-------- Verilen metin
Türkiye’nin Karadeniz bölgesinden komşusu Gürcistan, köklü tarihi, Kafkasya ile Avrupai esintilerin bir arada bulunduğu zengin kültürü ve dağlık bölgelere kurulmuş muhteşem mimariye sahip manastır ile kaleleriyle görülmesi gereken onlarca yeri barındırıyor. Sanata verdiği büyük değerle de bilinen Gürcistan’da geniş tiyatro meydanları da sizleri bekliyor. Ülkeye kimliğinizle sadece 1 lira ödeyerek girmek, konaklama ve ulaşım olanaklarının ucuz olması da Gürcistan’da uzun uzun kalarak ülkeyi baştan sona gezme isteğinizi artıracaktır.
Gürcistan’ın başkenti Tiflis
Gürcistan’ın başkenti ve en kalabalık şehri olan Tiflis, yemyeşil bir coğrafya içerisinde hamamları, köprüleri, kalesi ve her dine ait mabedleriyle çok zengin turistik mekanları bünyesinde barındırıyor. Tüm şehri ve yapıları görmek isterseniz gezmek için en az 2- 3 gün ayırmalısınız.
----------------
* Yapılacaklar *
1 – Gürcistan metnine göre aşağıdaki soruları yanıtlayın:
(a) Ülkeye kimlikle girişte ne kadar ödeniyor?
(b) Tiflis, başkent olmasının yanı sıra ülkenin hangi özelliğe sahip şehri?
(c) Tiflis'i tümüyle gezmek için en az kaç gün ayrılmalı?
2 – Gürcistan metnini son cümlesinden sonra, aynı üslupla sürdürün.
-------- Satır kümesi
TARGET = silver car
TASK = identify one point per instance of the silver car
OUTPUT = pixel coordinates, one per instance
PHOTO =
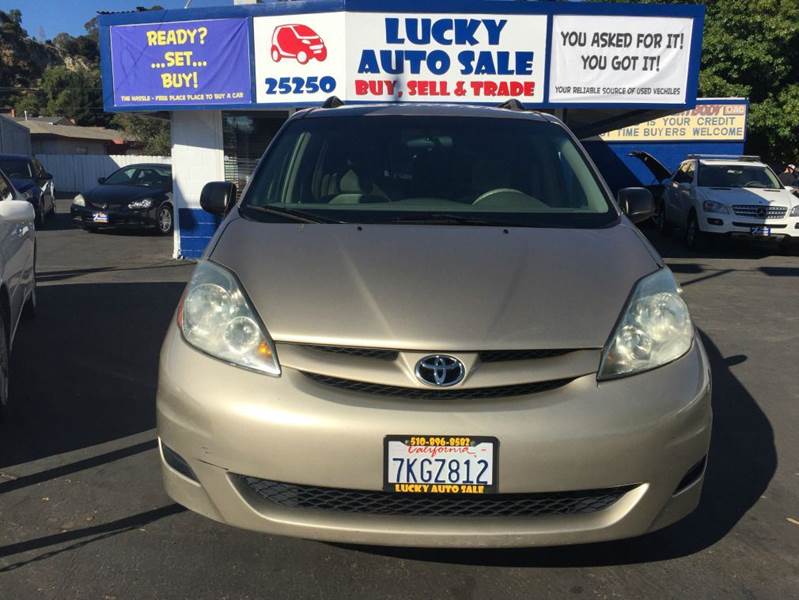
(433, 326)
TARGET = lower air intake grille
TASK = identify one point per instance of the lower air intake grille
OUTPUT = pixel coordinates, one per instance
(360, 352)
(437, 394)
(503, 355)
(384, 503)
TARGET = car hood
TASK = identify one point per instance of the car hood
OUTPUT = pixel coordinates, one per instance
(655, 167)
(748, 196)
(115, 195)
(436, 287)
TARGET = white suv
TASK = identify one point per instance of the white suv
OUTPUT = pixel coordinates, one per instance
(728, 195)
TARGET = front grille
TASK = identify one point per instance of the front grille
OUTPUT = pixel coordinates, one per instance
(504, 355)
(759, 212)
(739, 224)
(360, 352)
(437, 394)
(384, 503)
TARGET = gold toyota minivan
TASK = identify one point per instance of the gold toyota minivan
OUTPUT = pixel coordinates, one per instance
(431, 325)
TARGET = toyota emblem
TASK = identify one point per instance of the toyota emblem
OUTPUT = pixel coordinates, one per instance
(440, 369)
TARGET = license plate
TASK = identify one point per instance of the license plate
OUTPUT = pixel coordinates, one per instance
(440, 464)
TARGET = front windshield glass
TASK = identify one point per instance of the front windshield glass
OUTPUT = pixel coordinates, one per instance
(739, 176)
(394, 169)
(16, 168)
(148, 176)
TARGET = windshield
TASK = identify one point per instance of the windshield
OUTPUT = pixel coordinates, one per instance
(393, 169)
(16, 168)
(146, 176)
(737, 176)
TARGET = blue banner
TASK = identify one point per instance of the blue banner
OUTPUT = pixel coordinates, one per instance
(184, 63)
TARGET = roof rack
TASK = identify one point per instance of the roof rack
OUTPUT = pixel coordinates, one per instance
(332, 102)
(512, 104)
(742, 157)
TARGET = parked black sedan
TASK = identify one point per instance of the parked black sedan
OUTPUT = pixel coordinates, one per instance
(32, 181)
(134, 197)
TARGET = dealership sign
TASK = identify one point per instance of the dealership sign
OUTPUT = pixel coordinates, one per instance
(709, 121)
(286, 54)
(200, 63)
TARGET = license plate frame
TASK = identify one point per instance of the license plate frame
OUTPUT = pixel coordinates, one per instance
(435, 488)
(760, 231)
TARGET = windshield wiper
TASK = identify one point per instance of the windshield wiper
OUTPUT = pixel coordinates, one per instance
(446, 219)
(297, 215)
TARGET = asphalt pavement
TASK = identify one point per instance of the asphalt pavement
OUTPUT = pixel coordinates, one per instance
(83, 514)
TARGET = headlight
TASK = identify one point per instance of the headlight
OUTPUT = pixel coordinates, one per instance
(713, 206)
(215, 317)
(146, 203)
(655, 329)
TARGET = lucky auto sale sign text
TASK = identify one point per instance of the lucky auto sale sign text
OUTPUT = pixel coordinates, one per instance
(383, 57)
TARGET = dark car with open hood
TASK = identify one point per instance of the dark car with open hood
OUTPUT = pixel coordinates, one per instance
(32, 181)
(134, 197)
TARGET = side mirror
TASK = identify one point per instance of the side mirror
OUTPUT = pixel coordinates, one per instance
(218, 197)
(16, 210)
(637, 203)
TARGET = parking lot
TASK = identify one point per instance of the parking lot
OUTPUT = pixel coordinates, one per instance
(83, 513)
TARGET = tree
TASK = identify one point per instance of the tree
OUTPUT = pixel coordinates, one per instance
(73, 94)
(751, 49)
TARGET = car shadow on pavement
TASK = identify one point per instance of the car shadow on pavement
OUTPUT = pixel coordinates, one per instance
(85, 370)
(742, 462)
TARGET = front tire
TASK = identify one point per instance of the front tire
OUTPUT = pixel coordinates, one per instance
(165, 220)
(662, 222)
(695, 238)
(4, 371)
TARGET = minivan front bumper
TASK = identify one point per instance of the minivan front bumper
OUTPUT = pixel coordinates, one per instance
(646, 436)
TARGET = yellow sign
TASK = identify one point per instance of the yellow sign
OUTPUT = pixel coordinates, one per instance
(706, 122)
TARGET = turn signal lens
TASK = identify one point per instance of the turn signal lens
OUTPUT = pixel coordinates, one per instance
(216, 317)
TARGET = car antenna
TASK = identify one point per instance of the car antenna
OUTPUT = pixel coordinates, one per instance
(512, 104)
(332, 102)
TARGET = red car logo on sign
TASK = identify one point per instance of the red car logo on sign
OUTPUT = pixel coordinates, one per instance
(299, 42)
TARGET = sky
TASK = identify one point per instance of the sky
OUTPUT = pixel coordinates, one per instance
(54, 16)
----------------
* Beklenen yanıtlar *
1 –
(a) 1 lira.
(b) En kalabalık şehri.
(c) En az 2-3 gün.

2 –
-Eski Tiflis
Geçmişi yüzyıllar öncesine dayanan Eski Tiflis’te binaların neredeyse tamamı çok eski fakat rengarenk ve estetik bir mimariye sahip olmasıyla sizleri içine çekecektir. Keşfetmeye hazır bir hazine gibi görünen sokaklarda gezerek iyi korunmuş el işçiliğine, şirin sokaklara ve antikacılara hayran olabilirsiniz. Sayısız led ışıkla aydınlatılan farklı tasarımıyla dikkatleri üzerine çeken Barış köprüsünden (Bridge of Peace) yürüyerek geçmeli ve Kura Nehri’nin akışını izlemelisiniz.
-Mtatsminda Eğlence Parkı
Tiflis’in tüm eski yapılarının yanın da kendinizi Alice Harikalar Diyarında masalının içerisinde hissedeceğiniz rengarenk bir eğlence parkı Mtatsminda’da hem bütün kenti ayaklarınızın altında görebilir, sevimli tasarımlarla bezenmiş oyuncaklarda çocuklar gibi eğlenebilirsiniz. Eğlence parkında Tiflis’in en iyi konsept kafe ve restoranlarında yemek yiyebilirsiniz.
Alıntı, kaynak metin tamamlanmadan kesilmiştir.